● CHALLENGE: Are you able to quote each entry exactly as written?

● Region labeling entries:
########################################

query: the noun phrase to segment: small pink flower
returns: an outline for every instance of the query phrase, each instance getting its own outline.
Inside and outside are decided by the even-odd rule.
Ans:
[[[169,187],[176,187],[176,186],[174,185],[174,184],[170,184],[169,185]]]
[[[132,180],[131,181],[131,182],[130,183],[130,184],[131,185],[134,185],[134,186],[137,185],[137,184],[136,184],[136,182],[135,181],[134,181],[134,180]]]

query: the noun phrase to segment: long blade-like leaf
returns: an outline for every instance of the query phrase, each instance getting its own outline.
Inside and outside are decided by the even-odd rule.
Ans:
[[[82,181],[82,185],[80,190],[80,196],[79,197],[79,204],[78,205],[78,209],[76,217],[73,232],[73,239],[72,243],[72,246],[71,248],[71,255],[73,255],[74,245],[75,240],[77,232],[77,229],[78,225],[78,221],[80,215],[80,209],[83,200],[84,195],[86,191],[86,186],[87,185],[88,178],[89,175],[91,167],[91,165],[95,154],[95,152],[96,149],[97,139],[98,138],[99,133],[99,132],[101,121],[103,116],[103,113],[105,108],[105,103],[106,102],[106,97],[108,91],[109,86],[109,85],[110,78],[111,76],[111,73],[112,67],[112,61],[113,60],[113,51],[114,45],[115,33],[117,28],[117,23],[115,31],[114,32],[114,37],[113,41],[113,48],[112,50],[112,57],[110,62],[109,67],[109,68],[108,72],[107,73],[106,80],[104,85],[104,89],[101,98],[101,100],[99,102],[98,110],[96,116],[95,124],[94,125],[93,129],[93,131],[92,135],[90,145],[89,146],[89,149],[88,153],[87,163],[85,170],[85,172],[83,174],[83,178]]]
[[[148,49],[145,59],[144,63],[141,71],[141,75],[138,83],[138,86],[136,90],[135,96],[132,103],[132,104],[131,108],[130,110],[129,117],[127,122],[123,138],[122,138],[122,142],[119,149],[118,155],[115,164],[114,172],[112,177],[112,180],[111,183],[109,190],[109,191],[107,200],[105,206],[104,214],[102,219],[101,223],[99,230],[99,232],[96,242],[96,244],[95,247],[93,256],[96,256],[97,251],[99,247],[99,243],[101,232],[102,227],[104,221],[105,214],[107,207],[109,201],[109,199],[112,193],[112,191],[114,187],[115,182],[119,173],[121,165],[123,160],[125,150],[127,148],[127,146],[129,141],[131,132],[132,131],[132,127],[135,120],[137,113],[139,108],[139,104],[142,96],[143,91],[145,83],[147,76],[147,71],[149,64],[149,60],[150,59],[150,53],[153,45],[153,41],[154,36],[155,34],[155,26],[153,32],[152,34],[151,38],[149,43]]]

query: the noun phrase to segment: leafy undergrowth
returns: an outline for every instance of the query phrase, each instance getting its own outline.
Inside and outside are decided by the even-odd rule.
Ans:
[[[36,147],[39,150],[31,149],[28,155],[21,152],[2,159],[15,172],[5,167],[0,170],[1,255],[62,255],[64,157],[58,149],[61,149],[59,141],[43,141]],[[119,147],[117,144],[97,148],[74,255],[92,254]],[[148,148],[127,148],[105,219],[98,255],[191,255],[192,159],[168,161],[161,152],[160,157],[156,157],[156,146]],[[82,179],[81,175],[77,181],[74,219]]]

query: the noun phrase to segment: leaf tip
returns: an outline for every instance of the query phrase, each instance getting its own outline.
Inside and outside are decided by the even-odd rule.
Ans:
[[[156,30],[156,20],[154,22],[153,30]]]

########################################

● SOLUTION FOR THIS TASK:
query: the noun phrase to segment: small pink flower
returns: an outline for every instance of the query phrase, each instance getting its own outline.
Inside and outside are decided by the even-odd rule.
Ans:
[[[169,187],[176,187],[176,186],[174,185],[174,184],[170,184],[169,185]]]
[[[132,180],[131,181],[131,182],[130,183],[130,184],[131,185],[134,185],[134,186],[137,185],[137,184],[136,184],[136,182],[135,181],[134,181],[134,180]]]

query: the noun phrase to segment: long blade-like leaf
returns: an outline for every instance of the query phrase, each instance getting its own outline.
Inside and outside are decided by the even-odd rule.
Ans:
[[[82,181],[82,185],[80,190],[80,196],[79,197],[79,204],[78,205],[78,209],[76,217],[73,232],[73,239],[72,243],[72,246],[71,248],[71,255],[73,255],[74,245],[75,240],[77,232],[77,229],[78,225],[78,221],[80,215],[80,209],[83,200],[84,195],[86,191],[86,186],[87,185],[88,178],[89,175],[91,167],[91,165],[95,154],[95,152],[96,149],[97,139],[98,138],[99,133],[99,132],[101,121],[103,116],[103,113],[105,108],[105,103],[106,102],[106,97],[108,91],[109,86],[109,85],[110,78],[111,76],[111,73],[112,67],[112,61],[113,60],[113,51],[114,45],[115,33],[117,28],[117,23],[115,31],[114,32],[114,37],[113,41],[113,48],[112,50],[112,57],[110,62],[109,67],[109,68],[108,72],[107,73],[106,80],[104,85],[104,89],[101,98],[101,100],[99,102],[98,110],[96,116],[95,124],[94,125],[93,129],[93,131],[92,135],[90,145],[89,146],[89,149],[88,153],[87,163],[85,170],[85,172],[83,174],[83,178]]]
[[[148,49],[145,59],[144,63],[141,71],[141,75],[138,83],[138,86],[136,90],[135,96],[132,103],[132,104],[131,108],[130,110],[129,117],[127,122],[123,138],[122,138],[122,142],[119,149],[118,155],[115,164],[114,172],[112,177],[112,180],[111,183],[109,190],[109,191],[107,200],[105,206],[104,214],[102,219],[101,223],[99,230],[99,232],[96,242],[96,244],[95,247],[93,256],[96,256],[97,251],[99,247],[99,243],[101,232],[102,227],[104,221],[105,214],[107,207],[109,201],[109,199],[112,193],[112,191],[114,187],[115,182],[119,173],[121,165],[123,160],[125,150],[127,148],[127,146],[129,141],[131,132],[132,131],[132,127],[135,120],[137,113],[139,108],[139,104],[142,96],[143,91],[145,83],[147,76],[147,71],[149,64],[149,60],[150,59],[150,53],[153,45],[153,41],[154,36],[155,34],[155,26],[153,32],[152,34],[151,38],[149,43]]]

query: the noun phrase to segment: leafy undergrowth
returns: an outline for every instance of the query phrase, each instance getting its own outline.
Inside and outside are decided by the even-odd rule.
Ans:
[[[36,147],[39,150],[31,149],[28,155],[21,152],[2,159],[15,172],[5,167],[0,170],[1,255],[62,255],[64,157],[58,149],[61,149],[59,141],[43,141]],[[119,147],[117,144],[97,148],[74,255],[92,254]],[[148,148],[127,148],[105,219],[98,255],[191,255],[192,159],[168,161],[161,152],[160,157],[156,157],[156,146]],[[82,179],[81,175],[77,181],[74,219]]]

query: the noun phrase to segment: leaf tip
returns: an outline for every instance of the query phrase, each instance getting its own outline.
Inside and outside are decided by the even-odd rule.
Ans:
[[[156,30],[156,20],[154,22],[153,30]]]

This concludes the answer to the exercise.